## PROBLEM DESCRIPTION
In the response, each entry below should appear again exactly as given.
┌─ MATERIAL SHOWN
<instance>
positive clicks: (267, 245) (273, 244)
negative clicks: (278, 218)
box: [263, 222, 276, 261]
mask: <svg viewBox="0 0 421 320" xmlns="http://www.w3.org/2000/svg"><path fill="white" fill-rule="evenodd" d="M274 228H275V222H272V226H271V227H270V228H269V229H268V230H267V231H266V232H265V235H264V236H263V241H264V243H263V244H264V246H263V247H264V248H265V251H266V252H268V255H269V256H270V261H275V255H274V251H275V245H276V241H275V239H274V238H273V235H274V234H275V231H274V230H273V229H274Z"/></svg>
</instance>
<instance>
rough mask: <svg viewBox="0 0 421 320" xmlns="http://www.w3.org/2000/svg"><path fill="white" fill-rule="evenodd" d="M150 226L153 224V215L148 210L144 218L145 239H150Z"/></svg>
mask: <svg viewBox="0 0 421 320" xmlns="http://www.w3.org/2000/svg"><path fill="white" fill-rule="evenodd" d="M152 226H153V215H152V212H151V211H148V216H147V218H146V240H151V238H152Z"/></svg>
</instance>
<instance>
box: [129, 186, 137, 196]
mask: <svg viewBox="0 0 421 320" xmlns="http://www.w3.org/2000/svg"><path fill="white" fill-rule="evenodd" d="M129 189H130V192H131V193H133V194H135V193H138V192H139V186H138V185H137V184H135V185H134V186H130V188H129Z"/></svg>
└─
## YOUR SOLUTION
<instance>
positive clicks: (267, 245) (273, 244)
negative clicks: (278, 218)
box: [263, 222, 276, 261]
mask: <svg viewBox="0 0 421 320" xmlns="http://www.w3.org/2000/svg"><path fill="white" fill-rule="evenodd" d="M274 228H275V222H272V226H271V227H270V228H269V229H268V230H267V231H266V232H265V235H264V236H263V241H264V243H263V244H264V246H263V247H264V248H265V251H266V252H268V255H269V256H270V261H275V255H274V251H275V245H276V241H275V239H274V238H273V235H274V234H275V231H274V230H273V229H274Z"/></svg>
</instance>
<instance>
rough mask: <svg viewBox="0 0 421 320" xmlns="http://www.w3.org/2000/svg"><path fill="white" fill-rule="evenodd" d="M150 226L153 224V215L148 210L144 218L145 239H150Z"/></svg>
mask: <svg viewBox="0 0 421 320" xmlns="http://www.w3.org/2000/svg"><path fill="white" fill-rule="evenodd" d="M152 226H153V215H152V212H151V211H148V216H147V218H146V240H151V238H152Z"/></svg>
</instance>
<instance>
box: [129, 186, 137, 196]
mask: <svg viewBox="0 0 421 320" xmlns="http://www.w3.org/2000/svg"><path fill="white" fill-rule="evenodd" d="M129 189H130V192H131V193H133V194H135V193H138V192H139V186H138V185H137V184H135V185H134V186H130V188H129Z"/></svg>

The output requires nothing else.